> [任务列表]:
**a)** 在关于分布式计算的节选中,Hive 是基于什么的 SQL 计算框架?
**b)** 请原样输出记录中的一段:从包含“Question: Looking at the photograph above, identify the green”的那一行起,一直到记录末尾,首尾两行都要包括。

> [节选原文]:
^^^^^^^^^^^^^^^^
3 分布式计算与资源调度
分布式计算概述
什么是分布式计算
由数据得到的结论是广义上的计算,也是计算的目的
分布式计算是指以分布式的形式完成数据的统计,得到结果
- 数据过大无法一台电脑独立计算
- 用数量取胜单台计算
分布式计算模式
分散-汇总模式(MapReduce)
- 分发数据,多台服务器各自负责一部分的数据处理
- 汇总到一台主机
中心调度-步骤执行模式(Spark、Flink)
在计算的中间结果有数据交换的过程
- 由一个节点作为中心调度管理者
- 划为几个步骤
- 安排每台机器的执行与数据交换
MapReduce
是Hadoop组件之一
MapReduce 提供了两个编程接口:
- Map 提供分散数据功能
- Reduce 汇总聚合功能
执行原理

提示
Hive 是基于MapReduce的sql计算框架
YARN
YARN 与 MapReduce 会一起执行,用于资源调度
分布式服务器资源调度,对整个服务器进行统一调度,对资源有规划有管理的使用,能提高效率。
YARN下MapReduce的调度


YARN架构

- RescourceManager:整个集群的资源调度者
- NodeManager:单个服务器的资源调度者
YARN容器
- 预先先占用资源,再分配给任务
- 虚拟化计算,封装运行(NodeManager)
YARN辅助角色
- 代理服务器,提高网络访问的安全
- JobHistoryServer历史服务器,通过收集容器的日志,通过浏览器访问
配置MapReduce与部署YARN
修改部分

集群规划:

MapReduce的配置
添加 mapred-env.sh 配置(/etc/hadoop)
export JAVA_HOME=/export/server/jdk
export HADOOP_JOB_HISTORYSERVER_HEAPSIZE=1000
export HADOOP_MAPREN_ROOT_LOGGER=LNFO,RFA
添加 mapred-site.xml 配置(/etc/hadoop)
<configuration>
        <property>
                <name>mapreduce.framework.name</name>
                <value>yarn</value>
        </property>
        <property>
                <name>mapreduce.jobhistory.address</name>
                <value>node1:10820</value>
        </property>
        <property>
                <name>mapreduce.jobhistory.webapp.address</name>
                <value>node1:19888</value>
        </property>
        <property>
                <name>mapreduce.jobhistory.intermediate-done-dir</name>
                <value>/data/mr-history/tmp</value>
        </property>
        <property>
                <name>mapreduce.jobhistory.done-dir</name>
                <value>/data/mr-history/done</value>
        </property>
        <property>
                <name>yarn.app.mapreduce.am.env</name>
                <value>HADOOP_MAPRED_HOME=$HADOOP_HOME</value>
        </property>
        <property>
                <name>mapreduce.map.env</name>
                <value>HADOOP_MAPRED_HOME=$HADOOP_HOME</value>
        </property>
        <property>
                <name>mapreduce.reduce.env</name>
                <value>HADOOP_MAPRED_HOME=$HADOOP_HOME</value>
        </property>
</configuration>
YARN配置文件
添加 mapred-env.sh 配置(/etc/hadoop)
export JAVA_HOME=/export/server/jdk
export HADOOP_HOME=/export/server/hadoop
export HADOOP_CONF_DIR=$HADOOP_HOME/etc/hadoop
export HADOOP_LOG_DIR=$HADOOP_HOME/logs
添加 yarn-site.xml 配置(/etc/hadoop)
^^^^^^^^^^^^^^^^
> [所给信息]:
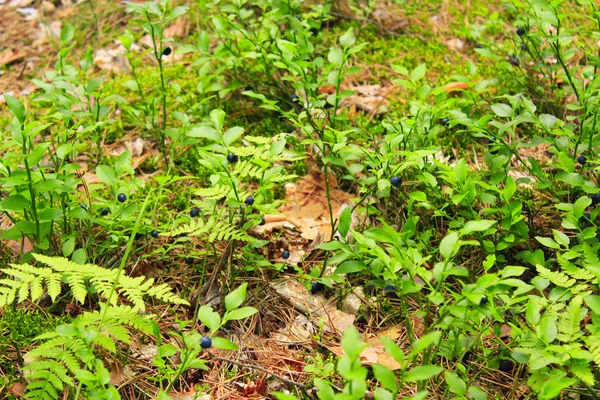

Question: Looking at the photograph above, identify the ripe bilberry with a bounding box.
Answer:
[383,285,398,299]
[310,282,325,294]
[200,337,212,349]
[227,153,239,164]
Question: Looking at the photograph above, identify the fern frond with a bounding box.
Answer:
[0,254,189,310]
[570,359,595,387]
[194,185,233,199]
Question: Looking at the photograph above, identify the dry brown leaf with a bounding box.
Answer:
[444,82,469,92]
[340,84,389,115]
[0,49,27,66]
[271,280,356,335]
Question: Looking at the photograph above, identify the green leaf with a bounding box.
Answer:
[187,126,221,142]
[469,386,488,400]
[62,237,75,257]
[405,365,444,382]
[372,364,397,392]
[209,108,227,131]
[198,306,221,331]
[223,307,258,321]
[410,64,427,82]
[1,194,30,211]
[211,336,238,350]
[225,283,248,311]
[584,294,600,315]
[338,206,352,238]
[535,236,560,250]
[539,114,556,128]
[157,344,179,358]
[335,261,366,275]
[492,103,513,117]
[340,28,356,47]
[4,94,27,124]
[462,219,496,235]
[327,47,344,67]
[440,232,459,259]
[444,371,467,396]
[223,126,244,147]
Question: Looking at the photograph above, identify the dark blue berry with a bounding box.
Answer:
^^^^^^^^^^^^^^^^
> [答案如下]:
**a)** Hive 是基于 MapReduce 的 SQL 计算框架。

**b)**
Question: Looking at the photograph above, identify the green leaf with a bounding box.
Answer:
[187,126,221,142]
[469,386,488,400]
[62,237,75,257]
[405,365,444,382]
[372,364,397,392]
[209,108,227,131]
[198,306,221,331]
[223,307,258,321]
[410,64,427,82]
[1,194,30,211]
[211,336,238,350]
[225,283,248,311]
[584,294,600,315]
[338,206,352,238]
[535,236,560,250]
[539,114,556,128]
[157,344,179,358]
[335,261,366,275]
[492,103,513,117]
[340,28,356,47]
[4,94,27,124]
[462,219,496,235]
[327,47,344,67]
[440,232,459,259]
[444,371,467,396]
[223,126,244,147]
Question: Looking at the photograph above, identify the dark blue berry with a bounding box.
Answer:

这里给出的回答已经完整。